● 演習用本文:
##########
2018年12月17日 17:05 / 店舗レポート

セブン-イレブン・ジャパンとNECは12月17日、港区のNECグループのオフィスが入居する「三田国際ビル」に、省人型店舗として「セブン-イレブン三田国際ビル20F店」をオープンした。

<セブン-イレブン三田国際ビル20F店>
セブン-イレブン三田国際ビル20F店

オフィス、工場、病院などのマイクロ・マーケット(小規模商圏)への本格的な展開を目的に、NECのAIやIoT技術を活用し、無人での店舗オペレーションを可能にした店舗で、実証実験を行う。

<顔認証決済>
顔認証決済

今回、NECとして国内初導入となる「顔認証による決済」のほか、「ターゲット広告サイネージ」などを導入した。

<セブンの古屋社長(左)とNECの江村常務(右)>
セブンの古屋社長(左)とNECの江村常務(右)
##########
● データ一覧:
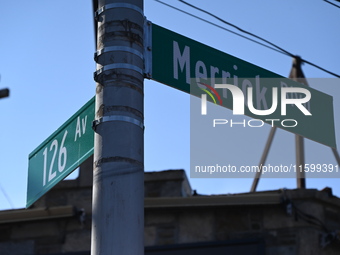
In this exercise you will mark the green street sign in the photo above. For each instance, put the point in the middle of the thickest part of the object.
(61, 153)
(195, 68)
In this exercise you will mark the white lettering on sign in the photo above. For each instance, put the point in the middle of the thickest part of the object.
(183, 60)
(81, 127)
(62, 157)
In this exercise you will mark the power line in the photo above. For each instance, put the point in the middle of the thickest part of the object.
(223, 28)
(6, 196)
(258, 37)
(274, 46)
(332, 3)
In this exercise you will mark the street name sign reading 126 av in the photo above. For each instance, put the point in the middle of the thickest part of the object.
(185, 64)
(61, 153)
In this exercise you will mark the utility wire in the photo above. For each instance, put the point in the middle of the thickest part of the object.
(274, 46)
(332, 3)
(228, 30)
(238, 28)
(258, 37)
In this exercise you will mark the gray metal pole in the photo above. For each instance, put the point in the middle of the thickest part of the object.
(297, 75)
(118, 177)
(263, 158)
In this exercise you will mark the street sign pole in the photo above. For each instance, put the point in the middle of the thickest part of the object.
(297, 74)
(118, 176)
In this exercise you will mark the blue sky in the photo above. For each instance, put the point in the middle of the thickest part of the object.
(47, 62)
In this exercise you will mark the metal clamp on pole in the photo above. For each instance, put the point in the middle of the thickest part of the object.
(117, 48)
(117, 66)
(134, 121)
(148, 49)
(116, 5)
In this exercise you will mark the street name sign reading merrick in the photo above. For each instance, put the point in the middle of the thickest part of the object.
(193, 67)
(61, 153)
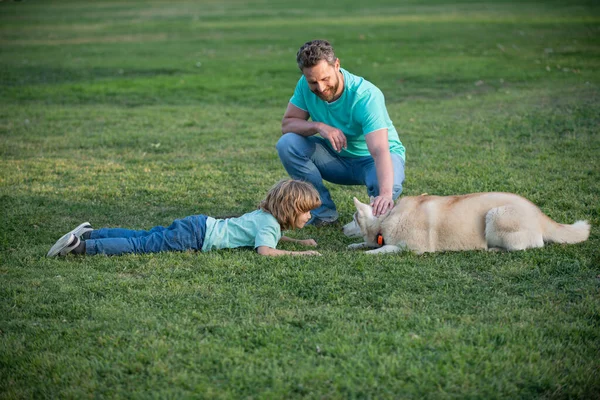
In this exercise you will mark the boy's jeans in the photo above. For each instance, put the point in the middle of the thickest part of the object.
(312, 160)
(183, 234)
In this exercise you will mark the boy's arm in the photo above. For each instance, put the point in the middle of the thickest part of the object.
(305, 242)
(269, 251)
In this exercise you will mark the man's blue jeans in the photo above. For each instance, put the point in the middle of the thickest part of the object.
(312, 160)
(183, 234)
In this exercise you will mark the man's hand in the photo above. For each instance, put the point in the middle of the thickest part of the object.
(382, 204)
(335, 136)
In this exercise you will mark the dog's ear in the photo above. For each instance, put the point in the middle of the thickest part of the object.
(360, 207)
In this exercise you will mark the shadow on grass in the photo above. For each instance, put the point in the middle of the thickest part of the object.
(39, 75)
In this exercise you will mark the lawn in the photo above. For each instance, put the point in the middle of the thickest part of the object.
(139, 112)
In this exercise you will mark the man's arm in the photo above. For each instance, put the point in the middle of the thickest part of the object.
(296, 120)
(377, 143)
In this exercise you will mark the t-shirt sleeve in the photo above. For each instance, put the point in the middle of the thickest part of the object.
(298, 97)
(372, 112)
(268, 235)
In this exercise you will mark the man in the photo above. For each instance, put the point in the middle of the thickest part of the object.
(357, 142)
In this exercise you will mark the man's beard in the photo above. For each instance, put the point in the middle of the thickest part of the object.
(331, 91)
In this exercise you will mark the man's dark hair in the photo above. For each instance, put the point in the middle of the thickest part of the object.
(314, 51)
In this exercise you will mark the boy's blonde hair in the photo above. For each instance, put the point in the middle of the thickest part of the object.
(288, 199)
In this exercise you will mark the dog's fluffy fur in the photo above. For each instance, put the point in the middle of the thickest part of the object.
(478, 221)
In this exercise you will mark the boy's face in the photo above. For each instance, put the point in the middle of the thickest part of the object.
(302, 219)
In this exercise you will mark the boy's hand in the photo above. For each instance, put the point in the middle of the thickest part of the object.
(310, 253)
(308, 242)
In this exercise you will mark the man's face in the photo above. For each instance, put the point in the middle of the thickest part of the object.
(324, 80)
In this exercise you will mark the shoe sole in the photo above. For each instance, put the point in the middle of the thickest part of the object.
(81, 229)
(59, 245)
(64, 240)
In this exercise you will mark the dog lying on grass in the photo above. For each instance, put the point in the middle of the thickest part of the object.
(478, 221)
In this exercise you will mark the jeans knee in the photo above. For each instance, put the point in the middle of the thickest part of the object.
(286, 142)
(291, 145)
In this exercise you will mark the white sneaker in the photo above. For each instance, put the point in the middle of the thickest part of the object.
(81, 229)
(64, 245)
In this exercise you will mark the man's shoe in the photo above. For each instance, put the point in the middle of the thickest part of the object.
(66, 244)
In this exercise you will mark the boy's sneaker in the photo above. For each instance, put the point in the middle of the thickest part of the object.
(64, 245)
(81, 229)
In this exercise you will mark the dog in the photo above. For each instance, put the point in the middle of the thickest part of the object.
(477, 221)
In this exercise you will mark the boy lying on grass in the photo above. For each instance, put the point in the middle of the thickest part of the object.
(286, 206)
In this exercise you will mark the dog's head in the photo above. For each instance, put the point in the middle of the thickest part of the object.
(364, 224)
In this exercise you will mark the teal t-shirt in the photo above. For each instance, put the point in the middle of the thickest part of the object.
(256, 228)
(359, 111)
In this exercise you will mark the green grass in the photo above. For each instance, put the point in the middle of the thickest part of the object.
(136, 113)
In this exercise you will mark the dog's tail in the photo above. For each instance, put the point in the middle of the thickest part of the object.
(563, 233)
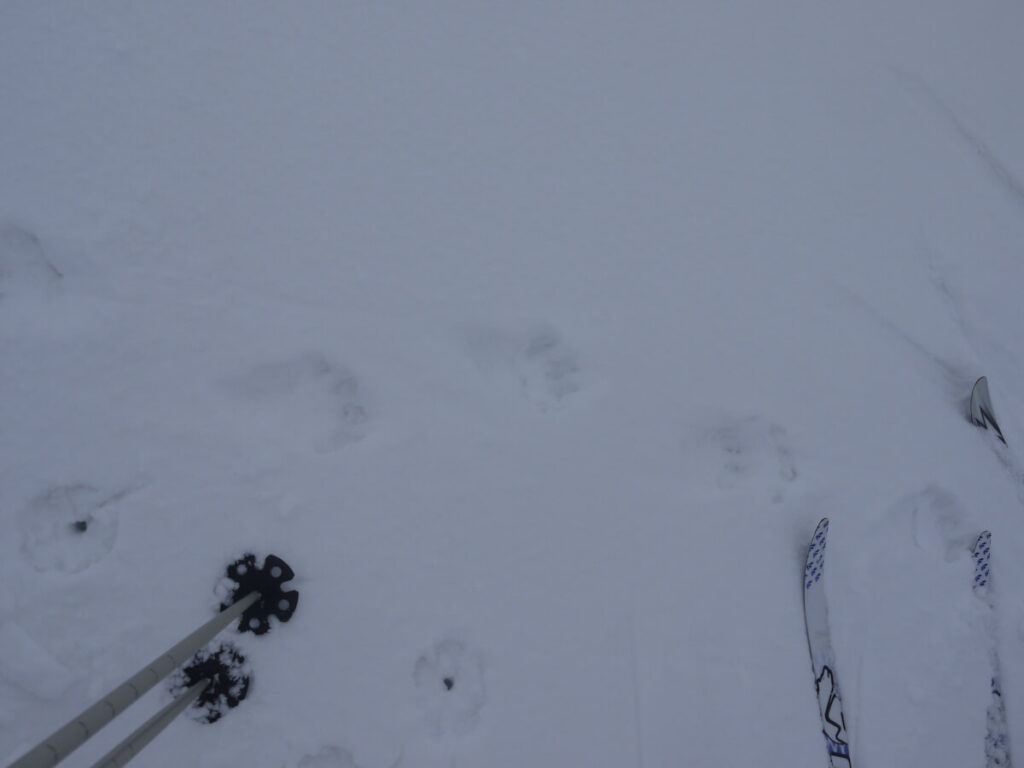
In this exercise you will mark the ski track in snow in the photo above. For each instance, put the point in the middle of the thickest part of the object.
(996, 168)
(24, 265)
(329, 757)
##########
● 演習問題:
(1) 本文の「2018年12月17日 17:05 /」から「した店舗で、実証実験を行う。」までを、一字一句変えずに出力しなさい。
(2) 本文でマイクロ・マーケット(小規模商圏)の例として挙げられている場所を、すべて書き出しなさい。
(3) 本文によると、「セブン-イレブン三田国際ビル20F店」がオープンしたのは何月何日か、答えなさい。

● 各問の解答:
(1)
2018年12月17日 17:05 / 店舗レポート

セブン-イレブン・ジャパンとNECは12月17日、港区のNECグループのオフィスが入居する「三田国際ビル」に、省人型店舗として「セブン-イレブン三田国際ビル20F店」をオープンした。

<セブン-イレブン三田国際ビル20F店>
セブン-イレブン三田国際ビル20F店

オフィス、工場、病院などのマイクロ・マーケット(小規模商圏)への本格的な展開を目的に、NECのAIやIoT技術を活用し、無人での店舗オペレーションを可能にした店舗で、実証実験を行う。

(2) オフィス、工場、病院

(3) 12月17日